Written task: Write the entries below out again exactly; any picture in them stays out.

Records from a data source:
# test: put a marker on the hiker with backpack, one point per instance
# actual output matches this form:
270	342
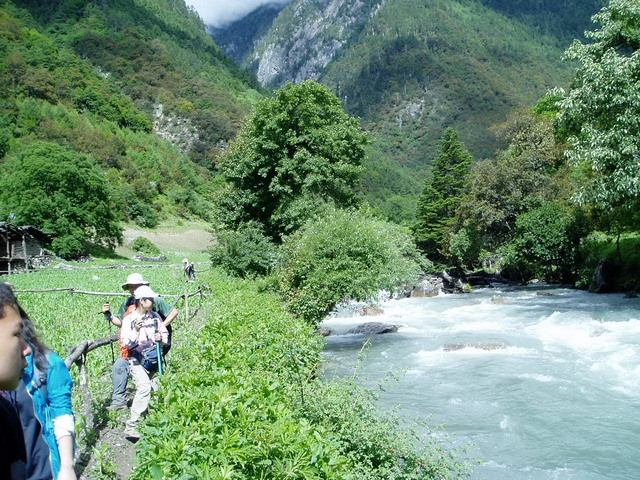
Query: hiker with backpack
142	330
13	353
49	384
43	402
120	371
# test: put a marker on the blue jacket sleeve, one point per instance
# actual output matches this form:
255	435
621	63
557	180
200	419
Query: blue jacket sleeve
59	386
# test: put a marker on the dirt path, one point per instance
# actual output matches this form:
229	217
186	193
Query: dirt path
170	239
111	456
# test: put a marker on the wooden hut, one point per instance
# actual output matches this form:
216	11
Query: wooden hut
22	248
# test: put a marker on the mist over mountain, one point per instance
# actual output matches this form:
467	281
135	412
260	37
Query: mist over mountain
411	68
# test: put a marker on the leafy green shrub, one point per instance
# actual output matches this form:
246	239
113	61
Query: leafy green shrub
546	242
347	255
246	252
146	246
377	444
62	192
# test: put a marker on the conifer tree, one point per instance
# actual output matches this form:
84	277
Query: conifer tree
442	194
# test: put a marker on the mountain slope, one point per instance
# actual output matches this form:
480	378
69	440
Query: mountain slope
137	85
411	68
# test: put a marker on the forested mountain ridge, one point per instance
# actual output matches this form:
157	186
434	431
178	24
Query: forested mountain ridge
109	83
411	68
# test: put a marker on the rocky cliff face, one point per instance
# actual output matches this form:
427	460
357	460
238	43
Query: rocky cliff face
307	38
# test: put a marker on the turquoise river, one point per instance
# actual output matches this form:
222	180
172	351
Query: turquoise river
544	383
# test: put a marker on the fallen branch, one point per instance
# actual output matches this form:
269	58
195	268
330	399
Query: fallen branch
86	347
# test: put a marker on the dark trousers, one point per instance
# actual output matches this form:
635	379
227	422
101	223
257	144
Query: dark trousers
120	374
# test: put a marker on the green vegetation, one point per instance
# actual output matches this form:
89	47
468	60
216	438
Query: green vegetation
441	195
412	69
146	246
600	110
296	152
61	191
96	79
292	170
345	256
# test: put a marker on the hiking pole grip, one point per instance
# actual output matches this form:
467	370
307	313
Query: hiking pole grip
159	351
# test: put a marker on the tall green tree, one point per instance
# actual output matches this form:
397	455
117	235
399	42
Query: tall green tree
528	172
601	109
442	194
62	192
296	153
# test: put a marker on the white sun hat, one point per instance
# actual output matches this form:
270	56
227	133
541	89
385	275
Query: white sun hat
144	291
134	279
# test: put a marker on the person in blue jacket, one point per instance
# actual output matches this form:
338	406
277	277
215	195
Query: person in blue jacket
13	350
49	383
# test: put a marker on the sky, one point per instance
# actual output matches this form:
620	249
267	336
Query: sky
218	13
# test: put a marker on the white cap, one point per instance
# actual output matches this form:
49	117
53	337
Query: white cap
134	279
144	292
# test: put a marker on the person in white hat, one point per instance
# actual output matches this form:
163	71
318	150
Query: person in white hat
141	329
120	370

The solution:
# test: put a marker on the hiker with backpack, one point per instance
# actual output matches this form:
270	342
Query: hiker with backpack
142	330
13	353
49	384
43	402
120	371
# test: put a marker on the blue jacket sleeve, one point per instance
# actual output matches this form:
255	435
621	63
557	180
200	419
Query: blue jacket sleeve
59	386
# test: put a marker on the dirt path, one point per instance
# actual output matches this form:
229	217
186	193
Query: dirt path
170	239
111	456
# test: put a marker on the wooden hut, one point per instance
# actual output matches this form:
216	11
Query: wooden hut
22	248
# test: put a marker on the mist over mountain, one point per instance
# actual output matches this form:
467	281
135	412
260	37
Query: mist over mountain
411	68
# test: put a marker on the leafy green shrub, one point per instance
# actual output matches this form:
246	239
113	61
Query: leafy green shrub
546	242
347	255
246	252
146	246
377	444
62	192
# test: put a marker on the conifer tree, one point per instance
# actual output matches this form:
84	277
Query: conifer tree
442	194
# test: put a marker on the mountain slope, one point per instance
# actual output matches this form:
480	378
69	440
Query: mountain slope
137	85
411	68
# test: put a marker on the forested mountain ridge, one point per instance
# actual output matches this form:
157	186
434	431
178	24
Query: forested mountain ridge
109	83
411	68
# test: put a marker on the rocky cliff face, one point per instance
# actual output matches this form:
427	460
357	460
238	43
Query: rocky cliff face
307	38
# test: put a marker on the turquoise river, one point per instance
# actual output matches this form:
222	180
172	351
Query: turquoise river
544	383
# test: put a marker on the fallen branch, one point per instance
# actual output matches this form:
269	58
195	268
330	399
Query: fallen branch
86	347
# test: put a marker on the dark trousers, one point per instance
# actual output matches this form:
635	379
227	422
101	223
257	144
Query: dark trousers
120	374
# test: put a marker on the green vegetation, one point per instance
# actual output matches this form:
89	47
468	60
216	438
Query: green vegetation
441	195
412	69
146	246
600	110
296	152
61	191
96	79
292	170
345	256
# test: put a marker on the hiking pole grip, one point per instance
# actual output matches this form:
467	370
307	313
Query: hiking pole grip
159	351
# test: put a marker on the tall green tree, one point per instance
# actual output matches this form:
397	455
117	235
399	42
Query: tall green tree
528	172
601	109
442	194
62	192
296	153
# test: put a marker on the white sun hat, one point per instance
# actual output matches this form:
270	56
227	133
541	89
385	275
Query: white sun hat
144	291
134	279
# test: put a marker on the person in blue jacket, one point per instance
# actual output matches this form:
338	406
277	277
215	195
Query: person in blue jacket
13	350
49	383
# test: put a marker on the sky, one point per instance
# actual output matches this form:
620	249
267	336
Query: sky
218	13
# test: put a marker on the white cap, one point per instance
# actual output matches this form:
49	117
53	337
Query: white cap
134	279
144	292
# test: put a marker on the person in white hat, one point per instance
# actual output matches this form:
163	71
318	150
Query: person in white hat
141	329
120	370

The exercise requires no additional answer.